Rewrite everything from the line containing "One point per instance of the turtle sculpture, the" down to the line containing "pixel 201 181" in the listing below, requests included, and shift each answer coordinate by adding -124 to it. Leave the requests and their sample coordinates unchanged.

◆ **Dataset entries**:
⁂
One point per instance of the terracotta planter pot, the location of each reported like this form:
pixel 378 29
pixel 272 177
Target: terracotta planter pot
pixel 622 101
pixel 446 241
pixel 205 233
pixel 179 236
⁂
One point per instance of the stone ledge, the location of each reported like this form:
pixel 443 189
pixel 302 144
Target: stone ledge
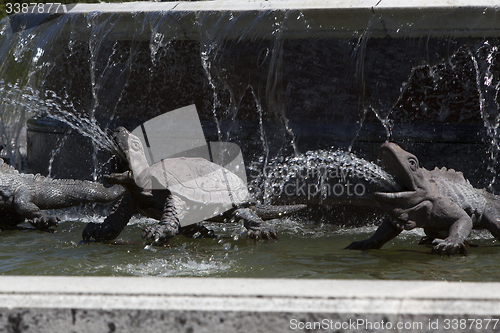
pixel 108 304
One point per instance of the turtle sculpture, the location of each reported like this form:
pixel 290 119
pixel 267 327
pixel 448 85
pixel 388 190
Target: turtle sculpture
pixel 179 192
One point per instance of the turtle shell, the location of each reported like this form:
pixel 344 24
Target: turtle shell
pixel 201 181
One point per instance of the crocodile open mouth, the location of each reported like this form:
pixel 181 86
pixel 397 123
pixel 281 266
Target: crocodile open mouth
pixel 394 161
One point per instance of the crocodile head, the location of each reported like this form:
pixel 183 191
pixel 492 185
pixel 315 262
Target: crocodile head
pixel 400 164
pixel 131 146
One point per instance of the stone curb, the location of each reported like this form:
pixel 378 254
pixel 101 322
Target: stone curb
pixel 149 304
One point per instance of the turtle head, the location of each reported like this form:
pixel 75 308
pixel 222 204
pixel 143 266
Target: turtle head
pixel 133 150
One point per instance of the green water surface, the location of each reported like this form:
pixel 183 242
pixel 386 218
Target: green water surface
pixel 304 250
⁂
◆ **Problem solution**:
One point per instance of the turtle sculpture, the location of each reported like this form:
pixel 290 119
pixel 267 327
pixel 448 85
pixel 388 190
Target: turtle sculpture
pixel 55 68
One point per instance of the turtle shell, the location of each reported like this form:
pixel 344 24
Target: turtle shell
pixel 77 57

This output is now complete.